***** RECORDS TO USE

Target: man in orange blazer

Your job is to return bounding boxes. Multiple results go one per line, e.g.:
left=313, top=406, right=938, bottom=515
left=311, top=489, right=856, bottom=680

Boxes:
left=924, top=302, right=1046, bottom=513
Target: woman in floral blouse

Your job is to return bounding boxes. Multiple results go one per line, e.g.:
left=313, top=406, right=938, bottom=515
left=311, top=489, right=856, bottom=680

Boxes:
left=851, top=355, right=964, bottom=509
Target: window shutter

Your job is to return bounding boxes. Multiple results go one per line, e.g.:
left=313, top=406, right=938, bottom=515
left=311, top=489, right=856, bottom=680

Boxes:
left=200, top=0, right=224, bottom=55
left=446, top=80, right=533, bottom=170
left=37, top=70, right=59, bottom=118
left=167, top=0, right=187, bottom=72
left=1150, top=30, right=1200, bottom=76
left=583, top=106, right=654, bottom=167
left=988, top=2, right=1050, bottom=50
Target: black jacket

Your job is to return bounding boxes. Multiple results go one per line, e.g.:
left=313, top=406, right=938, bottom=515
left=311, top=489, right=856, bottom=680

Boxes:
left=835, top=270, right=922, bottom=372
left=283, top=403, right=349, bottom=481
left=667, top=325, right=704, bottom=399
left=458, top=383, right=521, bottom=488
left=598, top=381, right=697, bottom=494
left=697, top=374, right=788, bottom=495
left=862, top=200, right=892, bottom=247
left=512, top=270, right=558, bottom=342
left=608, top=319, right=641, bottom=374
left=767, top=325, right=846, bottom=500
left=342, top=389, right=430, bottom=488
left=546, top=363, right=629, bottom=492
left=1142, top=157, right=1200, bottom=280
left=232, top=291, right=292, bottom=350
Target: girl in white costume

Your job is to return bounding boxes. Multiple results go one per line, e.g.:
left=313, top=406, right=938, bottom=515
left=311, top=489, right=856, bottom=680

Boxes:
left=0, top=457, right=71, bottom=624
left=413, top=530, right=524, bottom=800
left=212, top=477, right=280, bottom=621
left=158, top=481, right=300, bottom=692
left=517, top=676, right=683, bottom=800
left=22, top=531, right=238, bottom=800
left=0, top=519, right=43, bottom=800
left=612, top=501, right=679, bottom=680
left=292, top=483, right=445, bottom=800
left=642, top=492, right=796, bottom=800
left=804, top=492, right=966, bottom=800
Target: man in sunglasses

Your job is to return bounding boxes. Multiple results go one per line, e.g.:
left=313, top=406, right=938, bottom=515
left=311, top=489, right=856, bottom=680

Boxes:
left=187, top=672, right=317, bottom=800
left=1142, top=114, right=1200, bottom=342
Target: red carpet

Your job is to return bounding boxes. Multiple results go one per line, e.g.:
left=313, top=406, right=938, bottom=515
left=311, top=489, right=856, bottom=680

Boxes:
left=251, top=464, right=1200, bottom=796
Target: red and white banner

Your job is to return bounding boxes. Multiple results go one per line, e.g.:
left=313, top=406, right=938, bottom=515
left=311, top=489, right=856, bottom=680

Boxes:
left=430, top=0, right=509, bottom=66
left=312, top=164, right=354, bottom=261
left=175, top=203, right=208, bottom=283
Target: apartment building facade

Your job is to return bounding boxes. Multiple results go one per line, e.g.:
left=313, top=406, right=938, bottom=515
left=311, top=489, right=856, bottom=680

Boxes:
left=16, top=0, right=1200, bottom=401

**********

**TASK INSTRUCTIONS:** Convert the portion of the records from the very first line through the line containing "left=851, top=355, right=964, bottom=509", both ends included, into a two-column CSV with the header input,output. Give one row per record, with its text under input and its answer under output, each in a single quoted field with line breaks replaced by spaces.

**FINAL RESULT:**
input,output
"Target: man in orange blazer Your job is to return bounding boxes. Multiple results go one per line, e.g.: left=313, top=406, right=938, bottom=515 left=311, top=489, right=856, bottom=680 Boxes:","left=924, top=302, right=1046, bottom=513"
"Target: woman in floral blouse Your job is to return bounding boxes. Multiple results go one per line, e.g.: left=313, top=406, right=938, bottom=515 left=311, top=489, right=856, bottom=680 Boxes:","left=851, top=355, right=964, bottom=509"